- PASSAGE TO READ

──────────────────────────────

# Sold my 65 plate Scirocco for this 66 Plate...



## Sawel (Aug 5, 2016)

*Sold my 65 plate Scirocco for this 66 Plate F-Type R*

So I sold my Scirocco to a local dealer and got this a few weeks ago...

66 plate F-Type R
I'm smitten with it!

I haven't had a chance to dedicate a day to detailing but will over the next week or so.

I held out for the right spec, it had to be Glacier white metallic with a black panoramic roof, exterior black pack and 20 inch gloss black wheels.

It had only done 4300 miles when I picked it up. The exhaust note is the best I've ever heard, I love the pops and crackles and it is very quick, 0-60 secs is about 3.4 seconds according to caranddriver.com and motortrend.com

Oh, and did I mention I was smitten?


----------



## BrummyPete (Jun 10, 2010)

Nice car, funny enough I was watching a programme earlier showing how these very cars were being made at the Castle Brom site

Sent from my SM-G955F using Tapatalk


----------



## Sawel (Aug 5, 2016)

BrummyPete said:


> Nice car, funny enough I was watching a programme earlier showing how these very cars were being made at the Castle Brom site
> 
> Sent from my SM-G955F using Tapatalk


What channel was it on?! Might see if I can watch it on catch-up TV.


----------



## Tyrefitter (Feb 13, 2010)

Very nice looking motor,,the pic second from the bottom at the side of the petrol pump,,,if it’s anything like my RRS supercharged you will be spending plenty of time there.

Andy


----------



## TomiboyC (Apr 16, 2008)

Sawel said:


> What channel was it on?! Might see if I can watch it on catch-up TV.


Sure it was quest as I watched it also. And that is an absolute cracker of a car you have. 
Best of health to enjoy.

Sent from my iPhone using Tapatalk


----------



## Njs71 (Aug 29, 2017)

That’s a piece of car beauty right there. Absolutely stunning :thumb:


----------



## MarkSL (Feb 6, 2015)

Gorgeous car, and it’s a great colour combination. Enjoy!


----------



## BrummyPete (Jun 10, 2010)

Sawel said:


> What channel was it on?! Might see if I can watch it on catch-up TV.


Supercar superbuild season 2 episode 4, as above think it may have been on quest

Sent from my SM-G955F using Tapatalk


----------



## Soul boy 68 (Sep 8, 2013)

I'm smitten with it too and I don't even own it  what a stunning car. :argie:, you will no doubt enjoy those B road blasts.


----------



## GSD (Feb 6, 2011)

Lovely car nice to see it in a petrol station it will be a frequent visitor there


----------



## Bill58 (Jul 5, 2010)

──────────────────────────────

- DATA BLOCK
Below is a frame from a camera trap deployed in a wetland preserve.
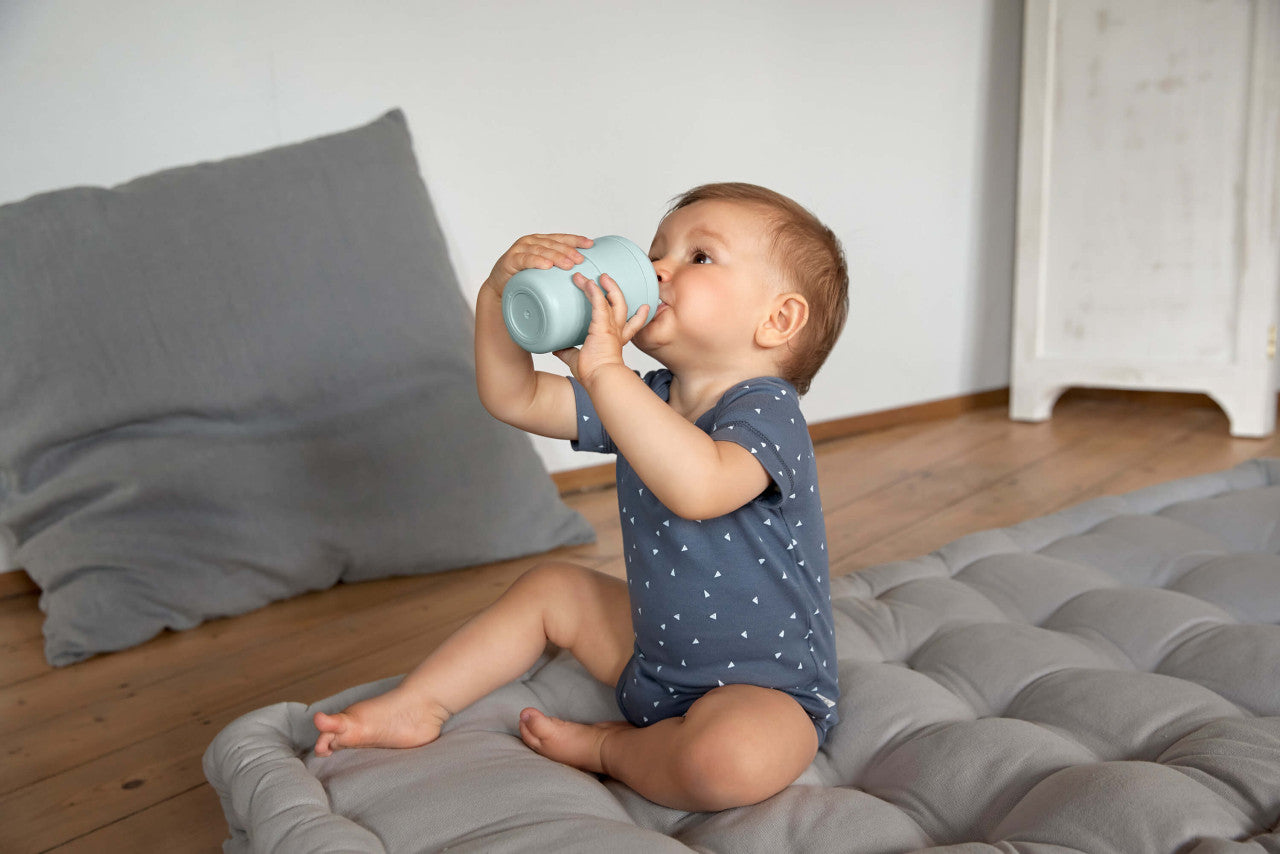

──────────────────────────────

- QUESTIONS
a. In the F-Type thread, what wheels did the car's owner insist on?
b. Please carry on the F-Type thread above from its final line.

- TASK RESPONSES
a. 20 inch gloss black wheels.

b.
That is a fantastic looking car.


----------



## Andyblue (Jun 20, 2017)

That is a lovely motor, on my wish list, every time I see one it moves up the wish list 

Enjoy your new motor :thumb:


----------



## TonyH38 (Apr 7, 2013)

Stunning car, enjoy


----------



## DLGWRX02 (Apr 6, 2010)

Not envious at all , but that is :argie:Stunning. Only ever seem to seem them in red or black around this way.


----------



## sshooie (May 15, 2007)

Beautiful car and I also watched the programme last night, my sons girlfriends mother has one (her second) and it's a cracking machine and British to boot.


----------



## Sawel (Aug 5, 2016)

Thanks for all the nice comments 

I picked the car up down in Doncaster and the fuel station pic was there - the dealer gave me a wee bit of petrol but not much so just filled it up and the 300 mile trip was covered by the full tank although it was predominantly motorway miles.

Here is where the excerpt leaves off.